> **To be done**:
A. In the Great Neck column, list every phrase that appears in quotation marks in the paragraph beginning "And so, the whispers".
B. Answer these questions using the Great Neck column:
(i) On what date did The New York Times article appear?
(ii) In which section of the newspaper did it run?
(iii) What did one woman want to buy when she found the hardware store dark?
C. Repeat the passage of the Great Neck column from "The piece described" up to and including "store. The horror.".

Jewish Multiple Personality Disorder

The media’s fascination with Orthodox Jews seems to only intensify with time. Some of us Orthodox may be discomfited by reports that television and motion pictures have come to increasingly offer up observant Jewish characters and observances; but one supposes that is simply the price of our community’s growth in numbers and visibility. Feature stories, at least those that don’t treat the Orthodox as some sort of freak-show exhibit, are generally unobjectionable. Legitimate news reports, of course, are fine.

One might question, though, whether some news stories are truly newsworthy, especially when they give vent to sentiments that regard Orthodox Jews as sinister or threatening.

A March 9 article in the business section of The New York Times may or may not have been journalistically justified. It was, though, thought-provoking.

The piece described how some residents of the Long Island community of Great Neck have come to feel oppressed by a growing Orthodox Jewish population in the village. The problem? Several stores have been closing on the Jewish Sabbath.

One woman lamented how, wanting to buy a box of nails one Saturday, she found the local hardware store dark. Another had a similarly disconcerting experience with a liquor store. The horror.

And so, the whispers (and comments spoken aloud to reporters) these days include phrases like “pressure from the religious community,” and sentiments like the fear that the neighborhood is “going Orthodox” and being “targeted” by observant Jews.

One patron told The Times, “Everyone is entitled to practice their religion as they choose, but please don’t push it on me.”

“Pressured?” “Targeted”? “Push it on me”? Observant Jews who purchased homes in a suburban community are an invading force? A merchant who decides to close his business on the Jewish Sabbath is pushy? What year is this again?

> **Extracted data**:
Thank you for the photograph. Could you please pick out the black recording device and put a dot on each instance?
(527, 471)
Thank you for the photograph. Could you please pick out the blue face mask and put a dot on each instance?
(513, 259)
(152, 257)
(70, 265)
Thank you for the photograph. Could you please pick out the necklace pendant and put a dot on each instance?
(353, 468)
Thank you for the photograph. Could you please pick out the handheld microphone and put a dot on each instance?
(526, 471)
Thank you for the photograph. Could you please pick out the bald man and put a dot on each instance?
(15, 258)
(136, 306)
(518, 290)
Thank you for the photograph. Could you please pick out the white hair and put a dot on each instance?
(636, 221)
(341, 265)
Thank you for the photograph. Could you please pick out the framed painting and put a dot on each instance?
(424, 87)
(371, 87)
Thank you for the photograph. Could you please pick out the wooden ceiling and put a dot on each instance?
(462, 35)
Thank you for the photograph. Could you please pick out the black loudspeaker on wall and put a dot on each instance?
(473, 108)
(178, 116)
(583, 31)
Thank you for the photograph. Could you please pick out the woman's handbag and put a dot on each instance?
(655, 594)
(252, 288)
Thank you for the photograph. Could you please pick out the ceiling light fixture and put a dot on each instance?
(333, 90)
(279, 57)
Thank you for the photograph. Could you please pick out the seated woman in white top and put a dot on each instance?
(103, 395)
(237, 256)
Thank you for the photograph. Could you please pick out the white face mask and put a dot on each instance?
--
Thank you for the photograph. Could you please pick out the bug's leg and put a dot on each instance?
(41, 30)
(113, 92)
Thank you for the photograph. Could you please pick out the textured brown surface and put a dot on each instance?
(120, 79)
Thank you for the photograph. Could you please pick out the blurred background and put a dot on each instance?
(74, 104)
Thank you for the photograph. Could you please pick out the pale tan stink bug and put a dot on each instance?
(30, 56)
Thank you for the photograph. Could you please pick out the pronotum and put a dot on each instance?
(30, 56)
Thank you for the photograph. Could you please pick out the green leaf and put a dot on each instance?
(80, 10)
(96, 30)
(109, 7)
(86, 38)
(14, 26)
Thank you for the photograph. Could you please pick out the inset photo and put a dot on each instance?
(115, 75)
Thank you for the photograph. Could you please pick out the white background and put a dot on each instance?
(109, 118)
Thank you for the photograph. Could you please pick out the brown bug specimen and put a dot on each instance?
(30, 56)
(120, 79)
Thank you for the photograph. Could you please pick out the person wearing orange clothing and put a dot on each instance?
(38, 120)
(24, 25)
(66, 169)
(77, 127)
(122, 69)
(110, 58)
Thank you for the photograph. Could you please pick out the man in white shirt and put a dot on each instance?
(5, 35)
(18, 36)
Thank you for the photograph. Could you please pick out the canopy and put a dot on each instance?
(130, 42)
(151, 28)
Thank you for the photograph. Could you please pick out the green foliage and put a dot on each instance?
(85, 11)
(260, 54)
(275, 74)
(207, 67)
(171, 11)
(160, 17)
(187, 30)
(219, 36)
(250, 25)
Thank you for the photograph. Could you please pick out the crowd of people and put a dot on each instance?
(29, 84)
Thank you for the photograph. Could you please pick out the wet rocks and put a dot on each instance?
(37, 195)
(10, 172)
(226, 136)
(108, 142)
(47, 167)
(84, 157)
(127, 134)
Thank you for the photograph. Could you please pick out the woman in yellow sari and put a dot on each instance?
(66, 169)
==
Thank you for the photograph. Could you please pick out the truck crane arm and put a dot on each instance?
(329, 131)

> **Outputs for the tasks**:
A.
pressure from the religious community
going Orthodox
targeted

B.
(i) March 9
(ii) The business section
(iii) A box of nails

C.
The piece described how some residents of the Long Island community of Great Neck have come to feel oppressed by a growing Orthodox Jewish population in the village. The problem? Several stores have been closing on the Jewish Sabbath.

One woman lamented how, wanting to buy a box of nails one Saturday, she found the local hardware store dark. Another had a similarly disconcerting experience with a liquor store. The horror.